_Input records_
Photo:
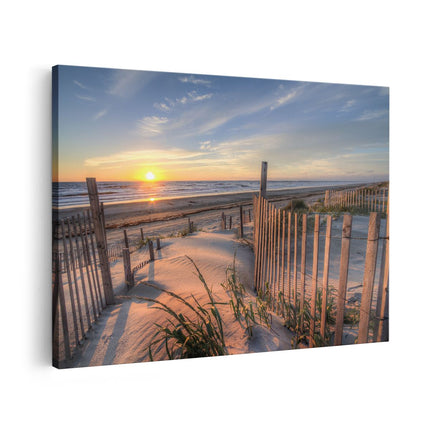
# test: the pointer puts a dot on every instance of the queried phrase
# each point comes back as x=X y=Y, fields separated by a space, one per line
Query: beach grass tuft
x=198 y=333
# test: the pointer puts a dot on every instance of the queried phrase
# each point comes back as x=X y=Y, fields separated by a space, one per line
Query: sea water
x=70 y=194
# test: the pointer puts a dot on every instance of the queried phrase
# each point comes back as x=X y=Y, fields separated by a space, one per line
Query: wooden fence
x=78 y=293
x=373 y=199
x=294 y=272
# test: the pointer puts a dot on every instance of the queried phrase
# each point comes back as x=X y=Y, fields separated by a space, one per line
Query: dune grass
x=199 y=334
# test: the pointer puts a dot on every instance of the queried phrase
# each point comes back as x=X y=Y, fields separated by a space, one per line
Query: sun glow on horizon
x=150 y=176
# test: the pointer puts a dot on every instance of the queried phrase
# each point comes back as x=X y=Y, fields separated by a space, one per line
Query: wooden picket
x=280 y=245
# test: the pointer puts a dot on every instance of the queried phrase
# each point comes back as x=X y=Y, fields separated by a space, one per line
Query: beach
x=165 y=216
x=122 y=332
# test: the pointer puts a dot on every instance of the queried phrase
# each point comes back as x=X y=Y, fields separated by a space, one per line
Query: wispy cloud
x=149 y=156
x=86 y=98
x=347 y=106
x=80 y=85
x=191 y=97
x=100 y=114
x=126 y=83
x=284 y=98
x=151 y=125
x=206 y=145
x=372 y=114
x=163 y=107
x=195 y=81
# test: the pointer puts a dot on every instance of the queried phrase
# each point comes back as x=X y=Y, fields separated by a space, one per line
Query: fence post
x=325 y=277
x=129 y=278
x=343 y=277
x=382 y=318
x=314 y=279
x=125 y=239
x=369 y=276
x=151 y=251
x=240 y=221
x=64 y=322
x=295 y=263
x=263 y=181
x=69 y=280
x=303 y=270
x=103 y=219
x=289 y=264
x=73 y=266
x=100 y=240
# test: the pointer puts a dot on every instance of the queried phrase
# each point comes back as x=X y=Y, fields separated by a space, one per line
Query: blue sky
x=120 y=124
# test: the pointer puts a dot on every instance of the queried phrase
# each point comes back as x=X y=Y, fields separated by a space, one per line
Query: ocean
x=72 y=194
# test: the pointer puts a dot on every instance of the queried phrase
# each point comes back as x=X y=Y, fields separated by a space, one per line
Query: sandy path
x=122 y=333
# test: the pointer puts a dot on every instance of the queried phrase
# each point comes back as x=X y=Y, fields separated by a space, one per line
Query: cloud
x=86 y=98
x=151 y=125
x=285 y=98
x=206 y=145
x=191 y=97
x=126 y=83
x=195 y=81
x=150 y=156
x=100 y=114
x=162 y=106
x=80 y=85
x=372 y=114
x=347 y=106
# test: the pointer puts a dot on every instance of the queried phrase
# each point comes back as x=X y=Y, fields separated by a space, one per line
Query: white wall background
x=379 y=43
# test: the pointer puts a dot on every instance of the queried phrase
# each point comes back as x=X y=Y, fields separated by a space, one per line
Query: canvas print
x=199 y=216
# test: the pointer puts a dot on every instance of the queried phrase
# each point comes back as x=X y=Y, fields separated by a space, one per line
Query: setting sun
x=150 y=176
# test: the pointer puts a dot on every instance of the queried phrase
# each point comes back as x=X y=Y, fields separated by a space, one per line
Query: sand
x=121 y=335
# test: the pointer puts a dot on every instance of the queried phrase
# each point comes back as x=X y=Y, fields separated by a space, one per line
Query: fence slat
x=93 y=251
x=314 y=279
x=343 y=277
x=325 y=277
x=382 y=326
x=69 y=281
x=283 y=256
x=81 y=272
x=100 y=231
x=73 y=265
x=295 y=261
x=289 y=264
x=303 y=270
x=128 y=274
x=369 y=276
x=86 y=264
x=64 y=321
x=240 y=221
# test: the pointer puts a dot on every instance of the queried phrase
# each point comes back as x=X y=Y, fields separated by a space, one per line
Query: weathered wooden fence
x=228 y=221
x=294 y=272
x=373 y=199
x=78 y=293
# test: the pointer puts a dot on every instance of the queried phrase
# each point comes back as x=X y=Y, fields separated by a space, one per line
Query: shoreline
x=134 y=213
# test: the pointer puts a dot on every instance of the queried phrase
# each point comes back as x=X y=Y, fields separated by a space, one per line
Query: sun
x=150 y=176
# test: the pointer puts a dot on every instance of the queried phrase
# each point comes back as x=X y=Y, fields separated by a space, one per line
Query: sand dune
x=122 y=333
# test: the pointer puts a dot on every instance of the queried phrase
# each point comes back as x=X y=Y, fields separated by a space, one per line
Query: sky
x=119 y=125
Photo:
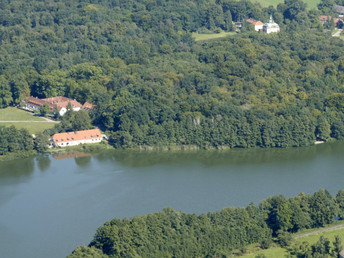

_Try it_
Set the whole listing down again unchanged, apart from the pictures, which are omitted.

_Answer for this exercise_
Photo:
# test: the pointer puts a dot on every instance of the queried phrase
# each point comes back as x=X y=Y, fields separated by a space, one per line
Query: beach grass tuft
x=198 y=333
# test: the pointer puts a dot on every instance of the queried phrase
# each point comes back as x=X y=Y, fields separated by a space, one per line
Query: sea water
x=70 y=194
# test: the pointer puts a dot on every instance of the queried phrase
# each point comes back as x=X y=Y, fields separated by a space, one per line
Query: wooden fence
x=78 y=293
x=373 y=199
x=294 y=272
# test: the pointer puts a dot on every instance of the queried phrase
# each point comes back as x=X y=Y, fields separated by a space, one per line
Query: dune grass
x=199 y=334
# test: the pointer puts a dot on every instance of the queried phrase
# each point comes back as x=X y=Y, fields separated by a space, one per line
Query: sun glow on horizon
x=150 y=176
# test: the pointer puts a dot on every instance of the queried phrase
# each point comes back as x=X y=Y, fields separated by a space, one per line
Query: wooden picket
x=280 y=245
# test: the pointer puts a dot on every instance of the queried phrase
# each point comes back as x=X y=Y, fields separated by a space, one per line
Query: beach
x=165 y=216
x=122 y=332
# test: the pointer puts a dot on every instance of the queried phrase
# each point comes back as x=X y=Y, fields separated by a space, one per line
Query: wispy cloud
x=149 y=156
x=86 y=98
x=347 y=106
x=80 y=85
x=191 y=97
x=100 y=114
x=126 y=83
x=284 y=98
x=151 y=125
x=206 y=145
x=372 y=114
x=163 y=107
x=195 y=81
# test: the pointer puts a dot on every instance of the queried phrase
# each point comes back as x=X y=Y, fields separated by a space, one per line
Query: fence post
x=325 y=277
x=129 y=278
x=343 y=277
x=382 y=318
x=314 y=279
x=125 y=239
x=369 y=276
x=151 y=251
x=240 y=221
x=64 y=322
x=295 y=263
x=263 y=181
x=69 y=280
x=303 y=270
x=103 y=219
x=289 y=264
x=73 y=266
x=100 y=240
# test: the pointer puts a dot on every instance of the queried phrase
# each point comes back as x=X y=Y, fields separated by a space, one per line
Query: blue sky
x=120 y=124
# test: the pointer puts a dot on every instance of the queried phrase
# each point comes back as x=X y=Y, fields separated by a space, one per line
Query: ocean
x=72 y=194
# test: the pointer puts a dot on every instance of the queried phrase
# each point comes back as x=X y=Y, fields separated by a space, one per line
Query: sandy path
x=122 y=333
# test: the pointer puts a dot on every instance of the queried phrase
# each point comes back as x=X y=Y, fields separated by a space, one per line
Query: cloud
x=86 y=98
x=151 y=125
x=285 y=98
x=206 y=145
x=191 y=97
x=126 y=83
x=195 y=81
x=150 y=156
x=100 y=114
x=162 y=106
x=80 y=85
x=372 y=114
x=347 y=106
# test: the pointer puts a dot on every instance of the queried phrase
# each point comes back as x=X y=Y, fields separated by a space, one per line
Query: white wall background
x=379 y=43
# test: the pointer puts a dot on every instance of the queried phrase
# each point comes back as x=X y=Y, fields separated by a space, one per line
Query: canvas print
x=199 y=216
# test: the pointer puts a dot on every instance of the queried phrase
# each point comes back as x=X y=Y, fields separated by a space, one per line
Query: setting sun
x=150 y=176
# test: the pointer puts a dot on every instance of the queried phrase
# each point comes back as x=X y=Y, fields separated by a space, one per line
Query: sand
x=121 y=335
# test: the pointer puts a dot on every instance of the queried phrase
# each point comes back as x=X y=Y, fields separated by a space, one per line
Query: fence slat
x=93 y=251
x=314 y=279
x=343 y=277
x=325 y=277
x=382 y=326
x=69 y=281
x=283 y=256
x=81 y=272
x=100 y=231
x=73 y=265
x=295 y=261
x=289 y=264
x=303 y=270
x=128 y=274
x=369 y=276
x=86 y=264
x=64 y=321
x=240 y=221
# test: the pointer puts a dot on every instance of the queried phrase
# each point comes back as x=X y=Y, fields separated by a space, one per line
Query: weathered wooden fence
x=228 y=221
x=294 y=272
x=373 y=199
x=78 y=293
# test: the pointer puts a dot on every instance of the queried phrase
# each point comes back as x=X y=Y, fields separated by a space, one per line
Query: shoreline
x=134 y=213
# test: the pointer puts a dot on every instance of the queried phrase
# each point comes back as x=X y=Y, fields separated by a space, one per line
Query: sun
x=150 y=176
# test: the pointer puts a dot on every instance of the queried phrase
# each point comes back as x=X y=Y, fields separated by a space, one per line
Query: sand dune
x=122 y=333
# test: the pointer puts a dot on every instance of the queried phrase
# each point comes back as x=X y=Y, fields separated by a space, one per line
Query: sky
x=119 y=125
Photo:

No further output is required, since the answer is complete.